▶ [CONJUNTO DE TAREFAS]
1. Segundo o texto sobre a Previdência, por quanto tempo deveria durar o programa “Brasil Melhor”?
2. Devolva, sem nenhuma alteração, o trecho do texto sobre a Previdência entre "Formalizar trabalhadores: 47" e "Gerais em 2015.", inclusive.

▶ [TEXTO FORNECIDO]
-.-.-

Esse problema parece não ter hora para acabar. O programa
de desonerações, batizado de “Brasil Melhor”, foi anunciado como uma medida
temporária, que deveria durar três anos. Mas, desde então, o programa vem sendo
renovado sob a pressão do setor empresarial.
Formalizar trabalhadores: 47 bilhões de reais*
O número sobe para 47 bilhões de reais quando também são
considerados os trabalhadores domésticos, que não recebem desconto na folha de
pagamento para a Previdência Social.
O dinheiro pago aos trabalhadores “por fora” do salário
também passa ao largo da Previdência. São salários subestimados, horas extras
pagas informalmente e até gorjetas que não são incluídas no valor da carteira de
trabalho. Ao tirar o valor da folha de pagamento, as empresas sonegam o INSS.
Não existem levantamentos nacionais sobre o assunto, mas
estudos pontuais mostram que esse tipo de prática é extremamente comum e
danosa. Somente 135 empresas de transporte urbano em Belo Horizonte, por
exemplo, causaram um rombo anual de 1 milhão de reais na Previdência Social
pagando os funcionários “por fora”, segundo ação do Ministério Público Federal
de Minas Gerais em 2015.

-.-.-

▶ [REGISTROS FORNECIDOS]
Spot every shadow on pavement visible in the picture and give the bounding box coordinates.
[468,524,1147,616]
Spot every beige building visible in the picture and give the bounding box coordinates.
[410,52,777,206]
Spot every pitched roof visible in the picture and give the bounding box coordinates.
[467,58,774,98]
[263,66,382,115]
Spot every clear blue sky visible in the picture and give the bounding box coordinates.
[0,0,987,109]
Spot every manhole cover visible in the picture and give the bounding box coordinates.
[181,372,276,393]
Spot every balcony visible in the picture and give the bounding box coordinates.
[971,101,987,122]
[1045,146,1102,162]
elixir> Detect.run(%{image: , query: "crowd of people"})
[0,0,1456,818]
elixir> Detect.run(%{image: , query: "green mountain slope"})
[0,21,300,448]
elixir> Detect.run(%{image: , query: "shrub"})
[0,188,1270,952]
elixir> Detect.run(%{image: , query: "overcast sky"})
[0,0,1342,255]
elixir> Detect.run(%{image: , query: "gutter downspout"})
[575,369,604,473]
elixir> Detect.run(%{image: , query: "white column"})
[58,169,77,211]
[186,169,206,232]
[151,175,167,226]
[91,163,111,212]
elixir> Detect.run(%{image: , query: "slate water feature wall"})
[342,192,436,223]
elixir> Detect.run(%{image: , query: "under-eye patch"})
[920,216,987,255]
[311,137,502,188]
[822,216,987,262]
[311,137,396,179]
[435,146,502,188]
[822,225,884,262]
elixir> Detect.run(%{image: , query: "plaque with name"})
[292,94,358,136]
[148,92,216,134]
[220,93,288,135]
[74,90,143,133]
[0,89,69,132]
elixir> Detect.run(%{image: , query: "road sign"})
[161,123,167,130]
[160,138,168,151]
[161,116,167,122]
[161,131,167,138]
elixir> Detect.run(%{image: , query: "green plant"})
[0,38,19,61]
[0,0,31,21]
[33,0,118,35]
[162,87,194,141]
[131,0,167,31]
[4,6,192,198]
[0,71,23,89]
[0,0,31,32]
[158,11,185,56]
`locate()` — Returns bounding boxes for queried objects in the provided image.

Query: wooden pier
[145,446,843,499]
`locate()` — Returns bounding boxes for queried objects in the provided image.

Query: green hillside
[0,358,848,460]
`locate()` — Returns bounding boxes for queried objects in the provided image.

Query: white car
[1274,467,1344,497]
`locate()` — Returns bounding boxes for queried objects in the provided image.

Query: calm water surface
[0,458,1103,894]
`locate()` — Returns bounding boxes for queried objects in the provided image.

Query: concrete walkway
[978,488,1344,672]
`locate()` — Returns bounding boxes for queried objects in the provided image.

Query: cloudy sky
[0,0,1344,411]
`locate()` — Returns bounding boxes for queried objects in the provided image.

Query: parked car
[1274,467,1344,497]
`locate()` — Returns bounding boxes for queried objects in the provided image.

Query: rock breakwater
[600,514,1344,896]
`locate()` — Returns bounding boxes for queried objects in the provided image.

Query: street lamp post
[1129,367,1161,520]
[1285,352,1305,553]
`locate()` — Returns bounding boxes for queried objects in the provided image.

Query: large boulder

-.-.-

▶ [SOLUÇÕES DO EXERCÍCIO]
1. Três anos.

2.
Formalizar trabalhadores: 47 bilhões de reais*
O número sobe para 47 bilhões de reais quando também são
considerados os trabalhadores domésticos, que não recebem desconto na folha de
pagamento para a Previdência Social.
O dinheiro pago aos trabalhadores “por fora” do salário
também passa ao largo da Previdência. São salários subestimados, horas extras
pagas informalmente e até gorjetas que não são incluídas no valor da carteira de
trabalho. Ao tirar o valor da folha de pagamento, as empresas sonegam o INSS.
Não existem levantamentos nacionais sobre o assunto, mas
estudos pontuais mostram que esse tipo de prática é extremamente comum e
danosa. Somente 135 empresas de transporte urbano em Belo Horizonte, por
exemplo, causaram um rombo anual de 1 milhão de reais na Previdência Social
pagando os funcionários “por fora”, segundo ação do Ministério Público Federal
de Minas Gerais em 2015.